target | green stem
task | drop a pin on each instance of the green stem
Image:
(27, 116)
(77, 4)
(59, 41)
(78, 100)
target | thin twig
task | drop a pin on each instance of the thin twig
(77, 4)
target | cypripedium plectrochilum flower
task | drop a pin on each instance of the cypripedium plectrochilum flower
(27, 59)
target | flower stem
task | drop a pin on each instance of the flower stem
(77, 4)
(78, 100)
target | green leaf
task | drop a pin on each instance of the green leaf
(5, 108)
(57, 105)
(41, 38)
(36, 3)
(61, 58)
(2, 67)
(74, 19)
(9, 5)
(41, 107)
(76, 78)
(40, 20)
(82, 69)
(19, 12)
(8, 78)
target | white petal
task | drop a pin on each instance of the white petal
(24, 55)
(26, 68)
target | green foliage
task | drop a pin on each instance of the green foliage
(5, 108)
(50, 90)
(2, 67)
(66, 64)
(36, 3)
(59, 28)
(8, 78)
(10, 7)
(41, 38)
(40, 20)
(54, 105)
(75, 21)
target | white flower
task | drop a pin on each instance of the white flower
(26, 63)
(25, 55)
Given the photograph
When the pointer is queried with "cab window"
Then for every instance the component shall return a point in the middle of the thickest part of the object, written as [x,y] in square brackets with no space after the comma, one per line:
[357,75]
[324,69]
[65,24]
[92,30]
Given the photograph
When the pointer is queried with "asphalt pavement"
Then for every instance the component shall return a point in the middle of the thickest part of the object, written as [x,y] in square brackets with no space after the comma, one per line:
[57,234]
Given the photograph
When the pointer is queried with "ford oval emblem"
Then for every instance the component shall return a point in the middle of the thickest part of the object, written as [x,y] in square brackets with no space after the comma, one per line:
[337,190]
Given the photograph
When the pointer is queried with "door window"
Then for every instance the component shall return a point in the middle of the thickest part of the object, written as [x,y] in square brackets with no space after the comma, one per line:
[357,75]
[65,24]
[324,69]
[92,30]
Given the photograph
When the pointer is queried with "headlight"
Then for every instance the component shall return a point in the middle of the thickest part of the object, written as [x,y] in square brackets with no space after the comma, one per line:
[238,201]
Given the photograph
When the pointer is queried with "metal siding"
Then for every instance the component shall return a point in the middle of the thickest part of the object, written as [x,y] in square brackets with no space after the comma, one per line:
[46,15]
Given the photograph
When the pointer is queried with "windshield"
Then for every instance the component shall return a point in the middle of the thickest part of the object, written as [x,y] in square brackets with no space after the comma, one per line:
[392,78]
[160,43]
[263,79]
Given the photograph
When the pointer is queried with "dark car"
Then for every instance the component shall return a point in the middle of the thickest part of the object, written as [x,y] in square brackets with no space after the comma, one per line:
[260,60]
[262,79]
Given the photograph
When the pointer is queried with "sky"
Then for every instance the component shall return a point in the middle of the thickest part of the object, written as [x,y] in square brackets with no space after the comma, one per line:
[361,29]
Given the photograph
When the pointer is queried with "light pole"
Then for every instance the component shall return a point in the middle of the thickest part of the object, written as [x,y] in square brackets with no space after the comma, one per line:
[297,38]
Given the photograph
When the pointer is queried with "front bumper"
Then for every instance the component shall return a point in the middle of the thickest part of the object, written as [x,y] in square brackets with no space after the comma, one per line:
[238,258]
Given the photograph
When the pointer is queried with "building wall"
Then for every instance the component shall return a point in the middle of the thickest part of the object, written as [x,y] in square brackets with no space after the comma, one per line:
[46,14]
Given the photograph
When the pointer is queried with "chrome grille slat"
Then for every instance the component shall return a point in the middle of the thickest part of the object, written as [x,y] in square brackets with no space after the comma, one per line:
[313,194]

[AIM OF THE TASK] In full and without alteration, transcribe the entries above.

[ANSWER TO THIS TASK]
target | green stem
task | drop a pin on each instance of the green stem
Image:
(27, 116)
(77, 4)
(59, 41)
(78, 100)
target | thin twig
task | drop a pin on each instance of the thin twig
(77, 4)
target | cypripedium plectrochilum flower
task | drop a pin on each instance of the cypripedium plectrochilum flower
(27, 59)
target | flower stem
task | drop a pin on each instance of the flower stem
(77, 4)
(78, 100)
target | green leaf
task | drop a pin on each instance of the green leaf
(5, 108)
(57, 105)
(41, 38)
(36, 3)
(61, 58)
(2, 67)
(74, 19)
(9, 5)
(41, 107)
(76, 78)
(40, 20)
(82, 69)
(19, 12)
(8, 78)
target | white petal
task | drop a pin on each instance of the white petal
(24, 55)
(26, 68)
target | green foliage
task | drop a pin on each instance of the green foliage
(5, 108)
(50, 90)
(2, 67)
(66, 64)
(36, 3)
(59, 28)
(8, 78)
(10, 7)
(41, 38)
(40, 20)
(54, 105)
(75, 21)
target | white flower
task | drop a pin on each instance of the white flower
(26, 63)
(25, 55)
Given the photograph
When the pointer is queried with "cab window"
Then for every instance the component shall return a point in the middle of the thickest part of the object, written as [x,y] in square brackets with no space after the comma, one per line:
[357,75]
[324,69]
[65,24]
[92,30]
Given the photograph
When the pointer is queried with "asphalt pavement"
Then for every instance the component shall return a point in the middle of the thickest part of the object, written as [x,y] in square brackets with no space after the comma, one per line:
[57,234]
Given the photograph
When the pointer is queried with "ford oval emblem"
Then for every instance the component shall return a point in the middle of the thickest part of the object, written as [x,y] in square brackets with no space after the comma, one per line:
[337,190]
Given the photograph
When the pointer is queried with "door window"
Then for every instance the component shall return a point in the middle of the thickest part of the object, written as [x,y] in square brackets with no space after the comma, one per line:
[357,75]
[65,24]
[324,69]
[92,30]
Given the photograph
When the pointer is queried with "headlight"
Then for every instance the component shall return a point in the middle of the thickest part of the object, written as [x,y] in square brackets with no space after the comma, one per line:
[238,201]
Given the photograph
When the pointer is queried with "metal siding"
Then for every instance the component shall return a point in the middle of the thickest part of the object, written as [x,y] in square brackets with no space after the comma, one per line:
[46,15]
Given the photograph
When the pointer is queried with "windshield"
Then for every instance the component shall return a point in the middle of the thickest part of the object, written as [x,y] in square brackets with no space after the comma, one per line:
[392,78]
[160,43]
[263,79]
Given the photograph
When the pointer is queried with "dark car"
Then for every instance the component shall return a point in the middle of the thickest part of the object, written as [x,y] in square brackets with no space after the comma, one per line:
[260,60]
[262,79]
Given the photograph
When the pointer is queried with "sky"
Then for every instance the component shall return a point in the middle of the thickest part of the object, written as [x,y] in square brackets with no space after the comma, one per line:
[361,29]
Given the photograph
When the pointer is queried with "light pole"
Then for every instance the component shall return a point in the middle of the thickest part of the object, written as [x,y] in square brackets with no space after the comma, one per line:
[297,38]
Given the photograph
When the pointer is queried with "front bumper"
Then for every instance the component shall return a point in the middle of the thickest part of the object, written as [x,y] in square brackets with no space after the comma, one per line:
[238,258]
Given the photograph
When the pointer is queried with "building wall"
Then for every instance the component shall return a point in the middle of the thickest part of the object, written as [x,y] in square brackets with no space after the comma, one per line:
[46,14]
Given the photograph
When the pointer is queried with "chrome grille slat"
Then for every instance the component shall return a point in the middle of the thickest part of the object, written as [x,y] in square brackets with no space after the comma, one per line:
[313,194]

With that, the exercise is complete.